# man shrimp is expencive what eals can i use tht



## TriFORCE (Sep 12, 2005)

what else can i use that is cheaper??????


----------



## CROSSHAIR223 (Jan 17, 2005)

I use lobster, salmon, caviar or swordfish


----------



## Joga Bonito (Oct 30, 2004)

TriFORCE said:


> what else can i use that is cheaper??????
> 
> 
> 
> ...


Silversides 
catfish nuggets


----------



## Ex0dus (Jun 29, 2005)

TriFORCE said:


> what else can i use that is cheaper??????
> 
> 
> 
> ...


?? Your buying some expensive shrimp then. Wait till they go on sale (check the papers on the weekend) and when some is on sale go pick it up in bulk. I usually pay about 2.99-4.99 a lb for white/tiger shrimp. Dont buy from the deli, go to the seafood freezer section. Make sure u thaw em out completly before feeding


----------



## jesterx626 (Jul 27, 2005)

Ex0dus said:


> TriFORCE said:
> 
> 
> > what else can i use that is cheaper??????
> ...


in my area, Ralphs sell reg raw shrimp for 25-40 cents a piece.


----------



## Joga Bonito (Oct 30, 2004)

I buy all my fish food at Food 4 Less, its so cheap


----------



## HOLLYWOOD (Feb 6, 2003)

[Data items]
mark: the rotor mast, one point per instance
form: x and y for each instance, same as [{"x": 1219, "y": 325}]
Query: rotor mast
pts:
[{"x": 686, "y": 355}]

EXERCISES =
1) In the forum thread about cheaper food than shrimp, how much per pound does Ex0dus usually pay for white/tiger shrimp?
2) Carry on the forum thread about cheaper food than shrimp from the point where it stops.

ANSWERS FOR THE TASKS =
1) About 2.99 to 4.99 a pound.

2)
Just bought several 2 lb bag of catfish nuggets @ $3.00 (Winco Foods).


----------



## CROSSHAIR223 (Jan 17, 2005)

sorry, couldn't let it stand it was a joke lol
I just by the frozen shrimp and tear it apart for little guys. The frozen shrimp you can get cheap.


----------



## doctorvtec (May 15, 2004)

I think frozen shrimp is actually very affordable.

Try to buy stuff in bulk if you can.


----------



## TriFORCE (Sep 12, 2005)

yea i when to a diffrent store and got a sweet supply for 16$ thx sorry for the trouble







it should last like a month or too!!!!!!!!!!!


----------



## AKSkirmish (Jun 24, 2005)

no trouble .


----------



## dipset.taliban (Sep 8, 2005)

supermarkets always have shrimp on sale.. the lowest i see it for around here is 4.99 for mediums. I work in a seafood department so i know prices

cheap fish to use...
whiting, croakers, basa, butterfish(could feed whole for bigger ps). Frozen squid is also realy cheap. About 5.00 for a 3 lb box(approximately 15 big squids).

Also check with the person in the department to see if they have anything thats not the freshest. They will ussually sell it for a reduced price, atleast they do at pathmark. Its still good but needs to be frozen right away.


----------



## o snap its eric (Feb 19, 2003)

beefheart is the cheapest meaty food avaiable. You can try cocktail shrimp if you think market shrimp is too expensive.


----------



## Uncle Rico (Sep 4, 2005)

the frozen tiger shrimp from Winco foods is the way to go.


----------



## DepH (Jan 11, 2005)

Is shrimp really that expensive? Here I get 2lbs for 3$.


----------



## traumatic (Jan 29, 2003)

another way to go is find an oriental market, they usually have good prices on frozen fishes. Smelt is a good way to go.


----------



## Dr. Giggles (Oct 18, 2003)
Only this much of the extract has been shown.